• _OBJECTIVE_
Continue the passage about Musser's research on light and organic material in microcavities from where it stops.

Musser began investigating how the reverse process can also occur, with two packets of energy combining into a single, high-energy state that can emit a high-energy photon. That led him to microcavities and the ways these simple optical structures can have a profound effect on organic material through light.
In addition to manipulating a molecule’s electronic properties for enhanced brightness, recent research has demonstrated that these structures also can be used to target specific bonds and change their chemical reactivity.
Musser said different molecules interact with light in the microcavities in different ways, and further research is needed to explore the rules that underpin their behavior.
“Right now, it serves to show that when you have these complex materials and you do something even more complicated with them – putting them between these mirrors – weird and wonderful things can happen,” Musser said.

• _MATERIAL PROVIDED_
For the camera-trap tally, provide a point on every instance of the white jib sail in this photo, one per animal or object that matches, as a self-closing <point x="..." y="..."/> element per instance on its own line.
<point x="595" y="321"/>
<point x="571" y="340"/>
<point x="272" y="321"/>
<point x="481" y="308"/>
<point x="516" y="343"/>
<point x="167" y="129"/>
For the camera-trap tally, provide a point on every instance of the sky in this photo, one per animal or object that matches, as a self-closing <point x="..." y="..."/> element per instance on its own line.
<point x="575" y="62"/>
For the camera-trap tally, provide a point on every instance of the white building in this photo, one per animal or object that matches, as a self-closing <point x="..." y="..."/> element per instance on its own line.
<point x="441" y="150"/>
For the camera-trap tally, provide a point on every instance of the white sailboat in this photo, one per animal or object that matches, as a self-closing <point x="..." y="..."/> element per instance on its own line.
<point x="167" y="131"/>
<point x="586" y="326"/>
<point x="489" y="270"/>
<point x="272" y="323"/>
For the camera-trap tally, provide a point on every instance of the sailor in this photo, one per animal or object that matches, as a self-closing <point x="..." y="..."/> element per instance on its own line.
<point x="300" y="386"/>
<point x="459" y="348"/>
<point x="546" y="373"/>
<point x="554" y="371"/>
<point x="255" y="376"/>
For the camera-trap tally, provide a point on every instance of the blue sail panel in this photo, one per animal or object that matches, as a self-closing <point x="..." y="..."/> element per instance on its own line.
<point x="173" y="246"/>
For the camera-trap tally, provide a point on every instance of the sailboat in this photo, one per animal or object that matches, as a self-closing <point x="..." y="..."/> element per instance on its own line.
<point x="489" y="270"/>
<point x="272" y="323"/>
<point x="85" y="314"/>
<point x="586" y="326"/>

• _EXERCISE ANSWER_
“This work literally sheds light on dark states,” said Clark. “We’ve shown that we can use polaritons to force dark states to emit light. Apart from immediate applications for LEDs, this offers a new method for studying organic semiconductors more broadly, using previously unavailable techniques.”
Co-authors include researchers from University of Sheffield; the University of California, San Diego; the University of Cambridge; and the University of Kentucky.
The research was supported by the Engineering and Physical Sciences Research Council in the United Kingdom, the University of Sheffield, the European Commission, the European Graphene Flagship Project and the U.S. Department of Energy. The work was carried out at the Lord Porter Laser Facility in Sheffield.